[Input for this task]
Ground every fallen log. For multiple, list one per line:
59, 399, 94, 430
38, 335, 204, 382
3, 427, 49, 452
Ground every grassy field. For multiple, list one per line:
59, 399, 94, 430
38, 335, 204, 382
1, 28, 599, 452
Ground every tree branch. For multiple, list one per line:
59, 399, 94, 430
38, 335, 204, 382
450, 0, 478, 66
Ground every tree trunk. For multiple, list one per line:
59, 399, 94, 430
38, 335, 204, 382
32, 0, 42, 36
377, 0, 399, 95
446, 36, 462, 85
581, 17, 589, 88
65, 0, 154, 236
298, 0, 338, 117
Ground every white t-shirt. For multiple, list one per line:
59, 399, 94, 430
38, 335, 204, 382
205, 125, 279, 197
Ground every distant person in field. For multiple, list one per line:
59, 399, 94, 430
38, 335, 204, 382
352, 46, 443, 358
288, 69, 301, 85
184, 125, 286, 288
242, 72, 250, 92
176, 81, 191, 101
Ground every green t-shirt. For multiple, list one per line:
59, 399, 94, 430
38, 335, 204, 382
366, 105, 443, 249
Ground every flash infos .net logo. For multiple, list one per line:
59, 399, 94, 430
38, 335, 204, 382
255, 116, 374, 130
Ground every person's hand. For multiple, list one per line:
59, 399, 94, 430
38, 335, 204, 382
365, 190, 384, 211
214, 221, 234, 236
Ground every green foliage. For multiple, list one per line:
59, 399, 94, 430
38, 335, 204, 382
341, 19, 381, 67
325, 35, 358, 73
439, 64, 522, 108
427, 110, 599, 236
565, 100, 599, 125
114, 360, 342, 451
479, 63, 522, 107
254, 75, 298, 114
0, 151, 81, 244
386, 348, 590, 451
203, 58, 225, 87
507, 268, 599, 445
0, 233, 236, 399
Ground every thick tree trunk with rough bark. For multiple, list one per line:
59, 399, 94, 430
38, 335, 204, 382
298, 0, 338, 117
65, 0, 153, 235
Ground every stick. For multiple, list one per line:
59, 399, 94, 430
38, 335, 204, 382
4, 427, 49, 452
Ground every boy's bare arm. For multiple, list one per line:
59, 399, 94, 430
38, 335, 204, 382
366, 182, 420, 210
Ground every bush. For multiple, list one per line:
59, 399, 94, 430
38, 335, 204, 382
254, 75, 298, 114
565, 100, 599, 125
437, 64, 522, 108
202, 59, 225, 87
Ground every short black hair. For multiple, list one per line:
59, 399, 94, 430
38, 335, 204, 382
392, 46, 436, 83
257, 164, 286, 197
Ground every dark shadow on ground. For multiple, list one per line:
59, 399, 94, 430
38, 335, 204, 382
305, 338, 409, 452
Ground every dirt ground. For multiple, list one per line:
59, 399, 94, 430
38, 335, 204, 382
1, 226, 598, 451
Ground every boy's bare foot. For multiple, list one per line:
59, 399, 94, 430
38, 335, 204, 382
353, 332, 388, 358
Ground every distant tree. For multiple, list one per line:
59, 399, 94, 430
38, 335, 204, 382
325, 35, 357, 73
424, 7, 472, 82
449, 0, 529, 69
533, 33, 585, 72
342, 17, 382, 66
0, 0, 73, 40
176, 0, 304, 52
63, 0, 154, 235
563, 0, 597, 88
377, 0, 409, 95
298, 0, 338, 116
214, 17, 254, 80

* * *

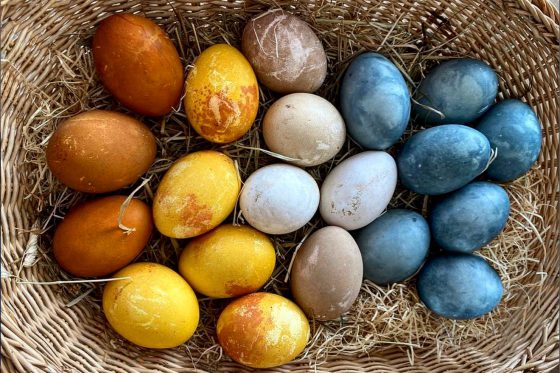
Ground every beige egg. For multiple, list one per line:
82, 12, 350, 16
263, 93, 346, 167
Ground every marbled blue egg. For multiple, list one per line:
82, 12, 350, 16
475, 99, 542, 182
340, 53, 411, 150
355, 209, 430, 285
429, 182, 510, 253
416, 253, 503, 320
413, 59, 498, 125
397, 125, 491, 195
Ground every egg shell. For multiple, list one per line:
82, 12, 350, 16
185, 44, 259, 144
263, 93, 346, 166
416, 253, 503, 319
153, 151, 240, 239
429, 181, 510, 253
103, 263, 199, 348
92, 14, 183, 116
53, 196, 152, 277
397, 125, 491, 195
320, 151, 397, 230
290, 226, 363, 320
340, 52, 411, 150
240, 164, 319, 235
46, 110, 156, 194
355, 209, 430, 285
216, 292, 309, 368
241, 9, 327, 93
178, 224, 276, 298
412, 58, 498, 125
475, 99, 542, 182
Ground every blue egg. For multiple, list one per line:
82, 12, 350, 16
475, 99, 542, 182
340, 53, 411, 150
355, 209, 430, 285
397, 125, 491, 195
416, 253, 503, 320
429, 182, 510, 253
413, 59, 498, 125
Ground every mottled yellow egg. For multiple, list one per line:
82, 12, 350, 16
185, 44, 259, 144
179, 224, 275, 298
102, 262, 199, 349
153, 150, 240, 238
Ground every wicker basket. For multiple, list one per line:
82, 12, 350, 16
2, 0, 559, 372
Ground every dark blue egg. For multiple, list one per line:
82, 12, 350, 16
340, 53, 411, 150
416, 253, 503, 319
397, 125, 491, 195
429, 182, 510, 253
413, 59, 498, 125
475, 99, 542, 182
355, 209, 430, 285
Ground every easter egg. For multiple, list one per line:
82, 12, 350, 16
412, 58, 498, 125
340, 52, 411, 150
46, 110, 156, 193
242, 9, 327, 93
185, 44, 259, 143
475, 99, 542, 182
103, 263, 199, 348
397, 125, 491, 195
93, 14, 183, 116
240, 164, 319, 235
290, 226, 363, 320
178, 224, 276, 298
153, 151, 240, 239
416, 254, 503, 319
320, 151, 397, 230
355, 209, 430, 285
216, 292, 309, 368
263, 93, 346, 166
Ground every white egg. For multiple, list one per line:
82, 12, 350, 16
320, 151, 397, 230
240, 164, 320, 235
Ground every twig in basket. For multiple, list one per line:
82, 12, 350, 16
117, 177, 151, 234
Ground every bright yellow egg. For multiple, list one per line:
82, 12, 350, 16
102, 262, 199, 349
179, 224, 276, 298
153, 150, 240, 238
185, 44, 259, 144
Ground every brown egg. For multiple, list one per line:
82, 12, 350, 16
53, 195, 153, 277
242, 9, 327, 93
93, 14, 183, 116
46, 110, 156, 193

...

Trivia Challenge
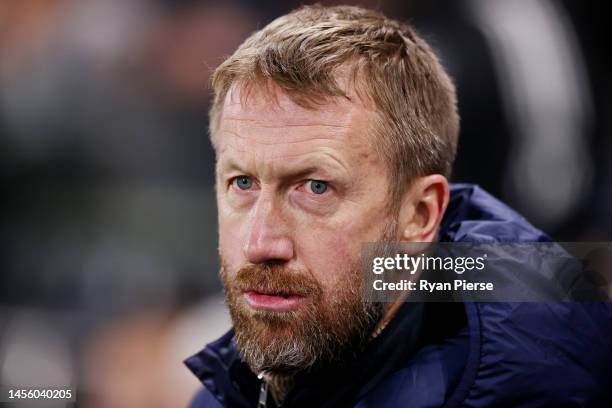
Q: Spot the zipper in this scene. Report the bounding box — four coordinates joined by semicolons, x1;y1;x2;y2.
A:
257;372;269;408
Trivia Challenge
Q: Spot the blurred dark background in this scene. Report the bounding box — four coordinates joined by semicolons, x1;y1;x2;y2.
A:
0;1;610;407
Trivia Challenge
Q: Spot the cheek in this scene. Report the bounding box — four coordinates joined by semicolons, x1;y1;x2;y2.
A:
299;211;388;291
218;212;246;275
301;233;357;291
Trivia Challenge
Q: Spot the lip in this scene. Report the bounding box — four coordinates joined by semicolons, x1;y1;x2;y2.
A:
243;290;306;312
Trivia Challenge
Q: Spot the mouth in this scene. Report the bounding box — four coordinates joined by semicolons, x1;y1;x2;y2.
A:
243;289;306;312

[Exercise goal]
Using the data above, reproduce exactly the lines between those holding "Ground every dark blue" and "Ground every brown", inclusive, and no others.

[Answer below]
Ground every dark blue egg. For multiple, list one per line:
82, 12, 350, 16
340, 53, 411, 150
416, 253, 503, 319
397, 125, 491, 195
429, 182, 510, 253
413, 59, 498, 125
475, 99, 542, 182
355, 209, 430, 285
Ground every easter egg. For multiple, list one per line:
82, 12, 350, 16
412, 58, 498, 125
340, 52, 411, 150
46, 110, 156, 193
242, 9, 327, 93
185, 44, 259, 143
475, 99, 542, 182
103, 263, 199, 348
397, 125, 491, 195
93, 14, 183, 116
240, 164, 319, 235
290, 226, 363, 320
178, 224, 276, 298
153, 151, 240, 239
416, 254, 503, 319
320, 151, 397, 230
355, 209, 430, 285
216, 292, 309, 368
263, 93, 346, 166
Ground every white egg. For multiple, list one per line:
82, 12, 350, 16
320, 151, 397, 230
240, 164, 320, 235
Ground every twig in basket. For multiple, list one per line:
82, 12, 350, 16
117, 177, 151, 234
Ground every bright yellow egg. For multiple, list one per line:
82, 12, 350, 16
102, 262, 199, 349
179, 224, 276, 298
153, 150, 240, 238
185, 44, 259, 144
Ground every brown egg. For multiple, list one per line:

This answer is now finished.